Rewrite the lines from the line with "Verify for me: does any riverside" up to and including the line with "xmin=401 ymin=606 xmax=579 ymax=646", keeping every request, and shift each box coordinate in the answers up by 61. Give only those lines.
##### INPUT #####
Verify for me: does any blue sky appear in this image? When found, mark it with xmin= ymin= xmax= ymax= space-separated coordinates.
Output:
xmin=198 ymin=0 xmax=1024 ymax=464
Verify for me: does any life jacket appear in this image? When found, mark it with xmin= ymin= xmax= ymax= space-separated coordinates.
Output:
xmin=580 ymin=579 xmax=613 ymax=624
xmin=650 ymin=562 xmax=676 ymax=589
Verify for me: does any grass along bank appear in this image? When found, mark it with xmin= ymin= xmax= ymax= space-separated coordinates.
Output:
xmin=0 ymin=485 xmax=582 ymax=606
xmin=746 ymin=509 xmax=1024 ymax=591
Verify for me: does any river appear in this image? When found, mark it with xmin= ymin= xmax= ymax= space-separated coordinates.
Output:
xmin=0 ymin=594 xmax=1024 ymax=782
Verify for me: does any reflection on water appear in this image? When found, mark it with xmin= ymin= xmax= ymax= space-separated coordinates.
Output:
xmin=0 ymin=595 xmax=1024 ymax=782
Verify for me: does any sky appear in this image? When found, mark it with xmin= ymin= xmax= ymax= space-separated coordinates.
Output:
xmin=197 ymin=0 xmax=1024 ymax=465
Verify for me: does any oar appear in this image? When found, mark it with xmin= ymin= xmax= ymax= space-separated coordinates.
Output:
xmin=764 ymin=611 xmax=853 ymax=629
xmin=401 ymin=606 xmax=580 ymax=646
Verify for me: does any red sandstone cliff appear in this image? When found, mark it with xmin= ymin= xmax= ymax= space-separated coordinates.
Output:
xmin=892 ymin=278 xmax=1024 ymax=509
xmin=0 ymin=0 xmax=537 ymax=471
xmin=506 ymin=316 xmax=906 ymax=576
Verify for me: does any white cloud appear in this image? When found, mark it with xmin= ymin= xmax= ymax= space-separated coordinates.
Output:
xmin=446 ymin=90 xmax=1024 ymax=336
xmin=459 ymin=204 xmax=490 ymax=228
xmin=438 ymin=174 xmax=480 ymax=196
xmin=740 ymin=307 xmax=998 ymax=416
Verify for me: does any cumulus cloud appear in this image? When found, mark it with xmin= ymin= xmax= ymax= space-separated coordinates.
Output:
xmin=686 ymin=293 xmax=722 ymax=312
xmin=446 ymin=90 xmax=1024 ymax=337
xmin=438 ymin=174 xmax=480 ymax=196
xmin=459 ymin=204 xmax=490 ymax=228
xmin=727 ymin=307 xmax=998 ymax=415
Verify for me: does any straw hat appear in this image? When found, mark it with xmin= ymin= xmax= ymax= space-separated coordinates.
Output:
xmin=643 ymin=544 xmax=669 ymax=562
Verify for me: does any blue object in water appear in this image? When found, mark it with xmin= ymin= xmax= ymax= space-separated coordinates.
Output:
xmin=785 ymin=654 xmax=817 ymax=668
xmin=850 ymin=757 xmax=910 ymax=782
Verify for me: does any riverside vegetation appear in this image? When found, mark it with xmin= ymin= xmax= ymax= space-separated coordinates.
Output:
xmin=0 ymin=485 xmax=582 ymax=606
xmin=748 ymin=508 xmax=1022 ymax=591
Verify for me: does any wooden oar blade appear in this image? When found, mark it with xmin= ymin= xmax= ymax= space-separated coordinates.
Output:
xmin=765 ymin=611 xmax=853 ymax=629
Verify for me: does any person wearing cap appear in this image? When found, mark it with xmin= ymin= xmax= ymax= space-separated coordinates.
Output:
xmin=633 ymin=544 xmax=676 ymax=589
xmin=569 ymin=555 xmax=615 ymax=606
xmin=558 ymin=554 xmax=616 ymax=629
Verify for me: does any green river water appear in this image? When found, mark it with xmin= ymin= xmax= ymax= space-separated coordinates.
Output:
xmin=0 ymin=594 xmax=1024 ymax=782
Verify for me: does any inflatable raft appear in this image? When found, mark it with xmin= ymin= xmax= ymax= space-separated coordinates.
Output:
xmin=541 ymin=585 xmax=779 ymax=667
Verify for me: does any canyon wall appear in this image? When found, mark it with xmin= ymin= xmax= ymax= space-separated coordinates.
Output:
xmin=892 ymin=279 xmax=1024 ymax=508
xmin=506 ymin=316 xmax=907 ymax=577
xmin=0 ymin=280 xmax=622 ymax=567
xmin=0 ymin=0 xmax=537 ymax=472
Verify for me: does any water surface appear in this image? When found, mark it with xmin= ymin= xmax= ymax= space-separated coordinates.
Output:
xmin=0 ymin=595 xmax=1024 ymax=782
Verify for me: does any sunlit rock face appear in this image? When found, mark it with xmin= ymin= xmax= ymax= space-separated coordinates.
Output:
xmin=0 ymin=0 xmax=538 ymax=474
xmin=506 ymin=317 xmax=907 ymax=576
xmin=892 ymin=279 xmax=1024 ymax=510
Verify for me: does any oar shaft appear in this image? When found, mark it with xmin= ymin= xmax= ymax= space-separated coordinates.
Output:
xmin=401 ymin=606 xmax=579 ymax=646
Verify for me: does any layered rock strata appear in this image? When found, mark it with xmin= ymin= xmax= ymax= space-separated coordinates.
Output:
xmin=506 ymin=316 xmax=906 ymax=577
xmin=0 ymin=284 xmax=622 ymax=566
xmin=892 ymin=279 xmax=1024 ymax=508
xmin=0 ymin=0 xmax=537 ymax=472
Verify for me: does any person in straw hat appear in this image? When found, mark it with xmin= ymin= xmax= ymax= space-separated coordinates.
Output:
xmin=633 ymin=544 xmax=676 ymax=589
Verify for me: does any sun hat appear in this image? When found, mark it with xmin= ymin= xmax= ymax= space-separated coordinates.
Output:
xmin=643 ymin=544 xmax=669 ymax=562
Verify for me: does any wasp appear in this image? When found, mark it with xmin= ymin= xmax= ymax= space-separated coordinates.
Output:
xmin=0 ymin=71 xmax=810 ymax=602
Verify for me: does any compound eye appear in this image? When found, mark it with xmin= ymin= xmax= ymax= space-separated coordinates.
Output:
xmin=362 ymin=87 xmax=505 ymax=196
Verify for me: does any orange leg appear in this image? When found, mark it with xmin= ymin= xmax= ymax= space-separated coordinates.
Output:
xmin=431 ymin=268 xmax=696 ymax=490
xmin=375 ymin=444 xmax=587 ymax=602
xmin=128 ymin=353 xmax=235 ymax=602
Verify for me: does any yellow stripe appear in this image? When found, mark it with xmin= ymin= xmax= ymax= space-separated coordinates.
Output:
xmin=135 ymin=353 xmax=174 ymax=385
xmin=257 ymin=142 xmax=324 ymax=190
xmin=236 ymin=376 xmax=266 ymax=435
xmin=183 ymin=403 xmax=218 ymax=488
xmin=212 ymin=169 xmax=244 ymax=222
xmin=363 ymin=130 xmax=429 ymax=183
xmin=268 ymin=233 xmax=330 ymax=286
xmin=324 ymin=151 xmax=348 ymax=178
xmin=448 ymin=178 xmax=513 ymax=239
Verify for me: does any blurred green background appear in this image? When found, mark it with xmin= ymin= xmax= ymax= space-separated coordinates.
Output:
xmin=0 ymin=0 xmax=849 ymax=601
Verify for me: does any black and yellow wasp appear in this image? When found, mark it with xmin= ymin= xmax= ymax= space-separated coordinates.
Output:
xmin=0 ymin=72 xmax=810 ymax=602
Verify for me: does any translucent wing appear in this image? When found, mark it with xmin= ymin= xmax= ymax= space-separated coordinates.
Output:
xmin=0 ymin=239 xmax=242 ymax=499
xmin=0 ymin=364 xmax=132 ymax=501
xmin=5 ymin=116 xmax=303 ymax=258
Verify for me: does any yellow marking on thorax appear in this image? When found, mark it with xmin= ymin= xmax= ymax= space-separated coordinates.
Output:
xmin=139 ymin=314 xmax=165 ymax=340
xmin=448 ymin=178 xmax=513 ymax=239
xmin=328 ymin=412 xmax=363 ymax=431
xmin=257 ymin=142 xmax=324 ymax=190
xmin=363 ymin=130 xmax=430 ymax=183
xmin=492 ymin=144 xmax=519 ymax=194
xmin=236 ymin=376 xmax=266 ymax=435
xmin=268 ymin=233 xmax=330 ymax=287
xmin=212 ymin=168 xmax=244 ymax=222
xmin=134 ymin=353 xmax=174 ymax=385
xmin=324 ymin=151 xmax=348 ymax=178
#####
*FINISHED ANSWER*
Verify for me: does any riverside vegetation appear in this image? When found, mark it with xmin= ymin= xmax= ymax= space-separated coordinates.
Output:
xmin=61 ymin=546 xmax=643 ymax=667
xmin=809 ymin=569 xmax=1083 ymax=652
Verify for me: does any wooden oar blade appear in this image? When found, mark it with xmin= ymin= xmax= ymax= space-separated coordinates.
Output:
xmin=826 ymin=672 xmax=914 ymax=690
Verify for me: does any person wearing cap appear in this image? When found, mark it with xmin= ymin= xmax= ymax= space-separated coordinates.
Output:
xmin=694 ymin=605 xmax=737 ymax=650
xmin=630 ymin=616 xmax=676 ymax=667
xmin=619 ymin=615 xmax=677 ymax=690
Verify for me: does any green river water appear in this image? When found, mark it with xmin= ymin= xmax= ymax= space-separated coordinates.
Output:
xmin=61 ymin=655 xmax=1085 ymax=843
Verify for me: does any inflatable raft appear in this image? When found, mark it with xmin= ymin= xmax= ymax= space-separated coordinates.
Output:
xmin=602 ymin=646 xmax=840 ymax=728
Verify for me: does any canyon wall appear in this image? When found, mark it with xmin= ymin= xmax= ymax= space-separated coordinates.
Output:
xmin=953 ymin=340 xmax=1085 ymax=569
xmin=567 ymin=377 xmax=968 ymax=638
xmin=61 ymin=341 xmax=683 ymax=628
xmin=61 ymin=61 xmax=598 ymax=533
Verify for me: does any water surface appear in this image? When found, mark it with xmin= ymin= xmax= ymax= space-separated coordinates.
Output:
xmin=61 ymin=656 xmax=1085 ymax=843
Verify for me: does any sunlit rock face appear in this image? When found, mark it with xmin= ymin= xmax= ymax= space-separated coordinates.
Output:
xmin=61 ymin=61 xmax=599 ymax=535
xmin=567 ymin=378 xmax=968 ymax=637
xmin=953 ymin=340 xmax=1085 ymax=571
Verify for me: does any oar shaft appear in this image? When found, mark it with xmin= ymin= xmax= ymax= space-separated coordinates.
Output:
xmin=462 ymin=667 xmax=640 ymax=707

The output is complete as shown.